**Record extracts:**

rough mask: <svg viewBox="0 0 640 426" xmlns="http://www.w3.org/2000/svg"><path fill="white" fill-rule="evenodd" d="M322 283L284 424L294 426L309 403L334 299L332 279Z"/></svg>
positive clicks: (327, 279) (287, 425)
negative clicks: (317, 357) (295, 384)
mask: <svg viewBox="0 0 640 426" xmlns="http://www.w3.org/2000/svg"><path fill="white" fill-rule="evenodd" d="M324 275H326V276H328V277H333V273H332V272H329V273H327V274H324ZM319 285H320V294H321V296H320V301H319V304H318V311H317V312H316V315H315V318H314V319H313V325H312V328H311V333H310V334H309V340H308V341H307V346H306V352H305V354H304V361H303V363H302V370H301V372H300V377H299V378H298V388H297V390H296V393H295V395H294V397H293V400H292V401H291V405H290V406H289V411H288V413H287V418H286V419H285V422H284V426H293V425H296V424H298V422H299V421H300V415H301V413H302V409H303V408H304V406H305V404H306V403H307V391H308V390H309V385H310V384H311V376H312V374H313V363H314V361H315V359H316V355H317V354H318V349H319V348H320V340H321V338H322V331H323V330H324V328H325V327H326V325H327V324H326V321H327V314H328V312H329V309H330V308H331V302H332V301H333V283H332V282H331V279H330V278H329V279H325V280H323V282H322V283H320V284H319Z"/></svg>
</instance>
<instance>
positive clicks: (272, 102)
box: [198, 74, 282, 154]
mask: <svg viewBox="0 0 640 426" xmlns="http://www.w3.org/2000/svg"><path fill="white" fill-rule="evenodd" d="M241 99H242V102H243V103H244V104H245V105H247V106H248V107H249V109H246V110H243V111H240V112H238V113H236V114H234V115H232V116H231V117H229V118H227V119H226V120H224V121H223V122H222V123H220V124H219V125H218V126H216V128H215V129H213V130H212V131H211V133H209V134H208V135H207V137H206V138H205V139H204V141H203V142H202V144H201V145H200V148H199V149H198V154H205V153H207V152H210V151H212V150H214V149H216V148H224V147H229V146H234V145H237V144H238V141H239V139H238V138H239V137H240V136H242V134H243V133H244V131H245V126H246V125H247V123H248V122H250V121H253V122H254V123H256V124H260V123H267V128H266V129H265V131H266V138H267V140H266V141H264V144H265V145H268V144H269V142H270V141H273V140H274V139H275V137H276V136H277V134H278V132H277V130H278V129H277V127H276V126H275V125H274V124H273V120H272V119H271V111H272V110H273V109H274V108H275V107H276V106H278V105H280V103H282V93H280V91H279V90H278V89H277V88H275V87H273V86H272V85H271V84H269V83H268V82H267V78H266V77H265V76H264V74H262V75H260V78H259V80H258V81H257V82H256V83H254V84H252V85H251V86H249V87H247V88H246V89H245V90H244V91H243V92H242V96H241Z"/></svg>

**Task objective:** Please make an exact copy of each record.

**Exercise solution:**
rough mask: <svg viewBox="0 0 640 426" xmlns="http://www.w3.org/2000/svg"><path fill="white" fill-rule="evenodd" d="M322 283L284 424L294 426L309 403L334 299L332 279Z"/></svg>
positive clicks: (327, 279) (287, 425)
negative clicks: (317, 357) (295, 384)
mask: <svg viewBox="0 0 640 426" xmlns="http://www.w3.org/2000/svg"><path fill="white" fill-rule="evenodd" d="M324 275H326V276H328V277H333V273H332V272H329V273H327V274H324ZM319 285H320V294H321V296H320V301H319V304H318V311H317V312H316V315H315V318H314V319H313V325H312V328H311V333H310V334H309V340H308V341H307V346H306V352H305V354H304V361H303V363H302V370H301V372H300V377H299V378H298V388H297V390H296V393H295V395H294V397H293V400H292V401H291V405H290V406H289V411H288V413H287V418H286V419H285V422H284V426H293V425H296V424H298V422H299V421H300V415H301V413H302V409H303V408H304V406H305V404H306V403H307V391H308V390H309V385H310V384H311V376H312V374H313V363H314V361H315V359H316V355H317V354H318V349H319V348H320V340H321V338H322V331H323V330H324V328H325V327H326V325H327V324H326V321H327V314H328V312H329V309H330V308H331V302H332V301H333V283H332V282H331V279H330V278H329V279H325V280H323V282H322V283H320V284H319Z"/></svg>
</instance>
<instance>
positive clicks: (272, 102)
box: [198, 74, 282, 154]
mask: <svg viewBox="0 0 640 426" xmlns="http://www.w3.org/2000/svg"><path fill="white" fill-rule="evenodd" d="M241 99H242V102H243V103H244V104H245V105H247V106H248V107H249V109H246V110H243V111H240V112H238V113H236V114H234V115H232V116H231V117H229V118H227V119H226V120H224V121H223V122H222V123H220V124H219V125H218V126H216V128H215V129H213V130H212V131H211V133H209V134H208V135H207V137H206V138H205V139H204V141H203V142H202V144H201V145H200V148H199V149H198V154H205V153H207V152H210V151H212V150H214V149H216V148H224V147H229V146H234V145H237V144H238V141H239V139H238V138H239V137H240V136H242V134H243V133H244V131H245V126H246V125H247V123H248V122H250V121H253V122H254V123H256V124H260V123H267V128H266V129H265V131H266V138H267V140H266V141H264V144H265V145H268V144H269V142H270V141H273V140H274V139H275V137H276V136H277V134H278V132H277V130H278V129H277V127H276V126H275V125H274V124H273V120H272V119H271V111H272V110H273V109H274V108H275V107H276V106H278V105H280V103H282V93H280V91H279V90H278V89H277V88H275V87H273V86H272V85H271V84H269V83H268V82H267V78H266V77H265V76H264V74H262V75H260V78H259V80H258V81H257V82H256V83H254V84H252V85H251V86H249V87H247V88H246V89H245V90H244V91H243V92H242V96H241Z"/></svg>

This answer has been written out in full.